[Items from a data source]
-----
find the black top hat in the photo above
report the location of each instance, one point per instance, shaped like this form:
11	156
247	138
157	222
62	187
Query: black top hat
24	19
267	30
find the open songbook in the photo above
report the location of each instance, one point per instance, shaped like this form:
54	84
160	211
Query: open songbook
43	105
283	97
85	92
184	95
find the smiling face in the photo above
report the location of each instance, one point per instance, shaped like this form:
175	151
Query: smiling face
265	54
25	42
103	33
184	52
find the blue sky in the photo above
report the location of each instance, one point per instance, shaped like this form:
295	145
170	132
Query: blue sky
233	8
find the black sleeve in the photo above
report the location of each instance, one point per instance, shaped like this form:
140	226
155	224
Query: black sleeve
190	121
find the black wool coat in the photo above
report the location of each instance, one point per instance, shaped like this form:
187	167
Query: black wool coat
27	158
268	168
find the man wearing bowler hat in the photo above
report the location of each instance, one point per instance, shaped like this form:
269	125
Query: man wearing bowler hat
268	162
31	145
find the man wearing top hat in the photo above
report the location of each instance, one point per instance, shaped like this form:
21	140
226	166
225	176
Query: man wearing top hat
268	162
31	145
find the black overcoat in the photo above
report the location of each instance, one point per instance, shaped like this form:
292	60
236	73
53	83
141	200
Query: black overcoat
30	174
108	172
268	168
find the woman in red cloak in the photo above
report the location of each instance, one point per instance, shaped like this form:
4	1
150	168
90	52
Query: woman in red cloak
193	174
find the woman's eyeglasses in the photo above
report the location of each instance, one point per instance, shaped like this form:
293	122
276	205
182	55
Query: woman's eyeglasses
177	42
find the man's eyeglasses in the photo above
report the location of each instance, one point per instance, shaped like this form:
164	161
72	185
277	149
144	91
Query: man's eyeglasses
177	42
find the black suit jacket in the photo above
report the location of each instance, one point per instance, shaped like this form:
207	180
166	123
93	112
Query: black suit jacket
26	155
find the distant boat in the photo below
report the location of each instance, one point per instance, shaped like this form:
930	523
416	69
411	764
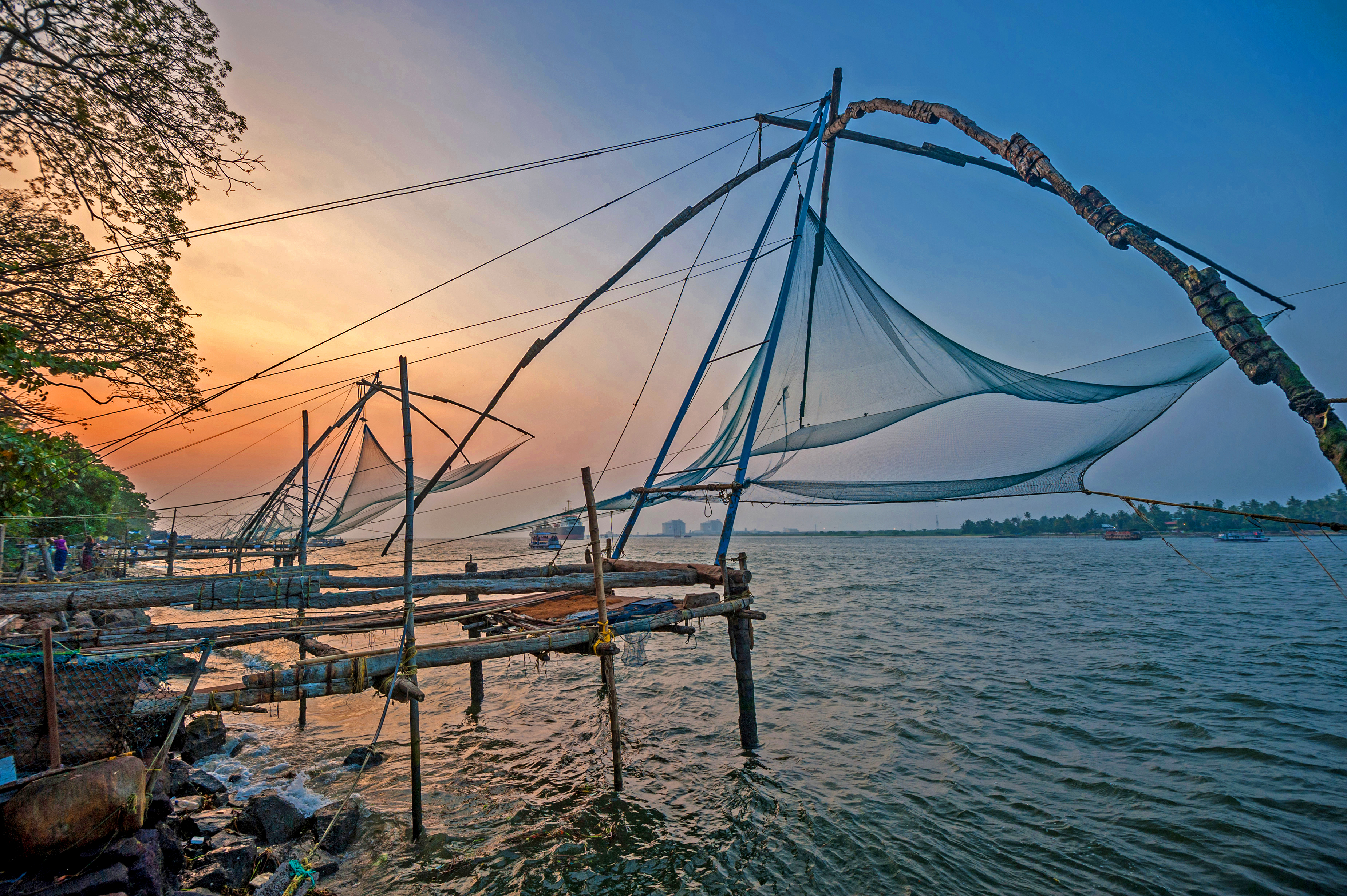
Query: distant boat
549	537
1241	537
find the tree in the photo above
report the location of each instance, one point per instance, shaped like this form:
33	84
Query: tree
121	103
118	322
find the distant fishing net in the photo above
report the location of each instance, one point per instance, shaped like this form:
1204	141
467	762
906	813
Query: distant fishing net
95	702
957	424
636	645
376	485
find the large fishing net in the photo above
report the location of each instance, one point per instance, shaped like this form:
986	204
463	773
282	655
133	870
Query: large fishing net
95	701
376	485
854	362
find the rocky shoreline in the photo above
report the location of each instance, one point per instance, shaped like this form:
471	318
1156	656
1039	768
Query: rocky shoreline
194	836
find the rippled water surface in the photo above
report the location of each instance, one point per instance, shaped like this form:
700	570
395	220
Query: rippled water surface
938	716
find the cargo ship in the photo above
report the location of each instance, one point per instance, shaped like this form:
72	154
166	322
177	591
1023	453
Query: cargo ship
552	537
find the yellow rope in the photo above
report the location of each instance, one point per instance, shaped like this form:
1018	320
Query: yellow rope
605	637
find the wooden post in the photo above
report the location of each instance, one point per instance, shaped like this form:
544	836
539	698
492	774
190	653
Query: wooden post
475	669
173	542
408	604
304	553
605	655
741	650
49	570
49	688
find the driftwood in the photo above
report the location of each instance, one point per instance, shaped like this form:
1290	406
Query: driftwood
340	677
1236	326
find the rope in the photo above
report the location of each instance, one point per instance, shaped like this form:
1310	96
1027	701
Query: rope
1129	499
605	637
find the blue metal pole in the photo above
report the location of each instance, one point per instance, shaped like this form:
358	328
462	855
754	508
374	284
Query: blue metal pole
720	330
774	332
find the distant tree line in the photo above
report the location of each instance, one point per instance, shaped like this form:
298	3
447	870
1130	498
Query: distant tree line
1331	508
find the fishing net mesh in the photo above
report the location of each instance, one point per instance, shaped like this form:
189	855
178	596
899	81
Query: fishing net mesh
95	702
957	424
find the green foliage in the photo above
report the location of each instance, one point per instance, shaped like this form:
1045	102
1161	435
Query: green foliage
56	477
30	465
121	104
1331	508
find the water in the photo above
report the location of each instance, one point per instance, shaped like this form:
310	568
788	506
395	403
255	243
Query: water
938	716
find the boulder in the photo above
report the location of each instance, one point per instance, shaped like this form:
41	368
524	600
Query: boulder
177	773
209	876
358	756
273	818
278	883
170	847
204	736
236	857
58	813
213	821
147	875
343	833
204	783
108	880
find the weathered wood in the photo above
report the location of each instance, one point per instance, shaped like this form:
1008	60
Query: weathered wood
1239	330
605	659
337	675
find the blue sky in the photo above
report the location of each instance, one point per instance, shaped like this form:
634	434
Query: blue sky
1220	124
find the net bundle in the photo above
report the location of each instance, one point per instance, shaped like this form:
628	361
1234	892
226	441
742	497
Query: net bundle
95	702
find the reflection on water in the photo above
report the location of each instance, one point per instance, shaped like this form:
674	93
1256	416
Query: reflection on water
938	716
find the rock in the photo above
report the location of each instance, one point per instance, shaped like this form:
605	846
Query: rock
170	847
358	756
158	809
343	833
110	880
205	736
274	818
60	813
147	875
238	860
278	883
205	783
213	821
177	773
211	876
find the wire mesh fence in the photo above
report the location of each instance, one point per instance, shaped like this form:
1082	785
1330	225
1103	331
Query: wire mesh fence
95	708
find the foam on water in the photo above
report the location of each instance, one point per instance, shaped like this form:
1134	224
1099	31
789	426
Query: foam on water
938	716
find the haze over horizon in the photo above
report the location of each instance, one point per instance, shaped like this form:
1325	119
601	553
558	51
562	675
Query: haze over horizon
1217	124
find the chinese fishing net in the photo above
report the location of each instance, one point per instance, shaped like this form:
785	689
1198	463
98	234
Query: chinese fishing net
960	425
376	485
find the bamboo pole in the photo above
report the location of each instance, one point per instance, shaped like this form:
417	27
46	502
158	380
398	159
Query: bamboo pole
408	604
476	685
304	552
605	655
49	690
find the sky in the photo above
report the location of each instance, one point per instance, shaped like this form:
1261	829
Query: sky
1218	124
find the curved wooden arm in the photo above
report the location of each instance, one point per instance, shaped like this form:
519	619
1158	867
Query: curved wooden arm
1236	326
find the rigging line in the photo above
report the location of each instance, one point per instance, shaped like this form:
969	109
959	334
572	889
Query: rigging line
1314	290
457	277
240	451
181	448
1296	533
122	249
431	357
673	314
467	326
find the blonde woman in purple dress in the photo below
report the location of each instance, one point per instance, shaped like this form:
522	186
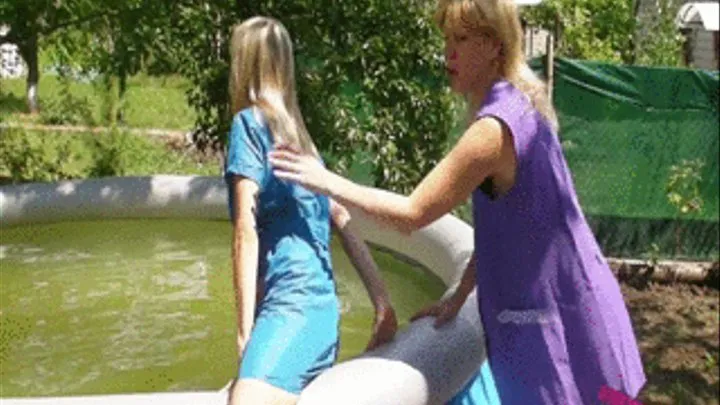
-----
● EXERCISE REQUIREMENTS:
Give back only the lines from the one that carries "Query: curved wooden arm" through the final line above, both included. Drop all pictures.

● WORKED SOLUTION:
Query: curved wooden arm
1236	326
find the rigging line in the photo above
report the location of each instance, one point per instance, shaped like this form:
969	109
959	334
572	889
Query: rigging line
1314	290
457	277
240	451
181	448
1296	533
122	249
431	357
673	314
467	326
find the blonde woman in purple dress in the photo below
report the location of each instance, one point per instance, shaped like this form:
522	186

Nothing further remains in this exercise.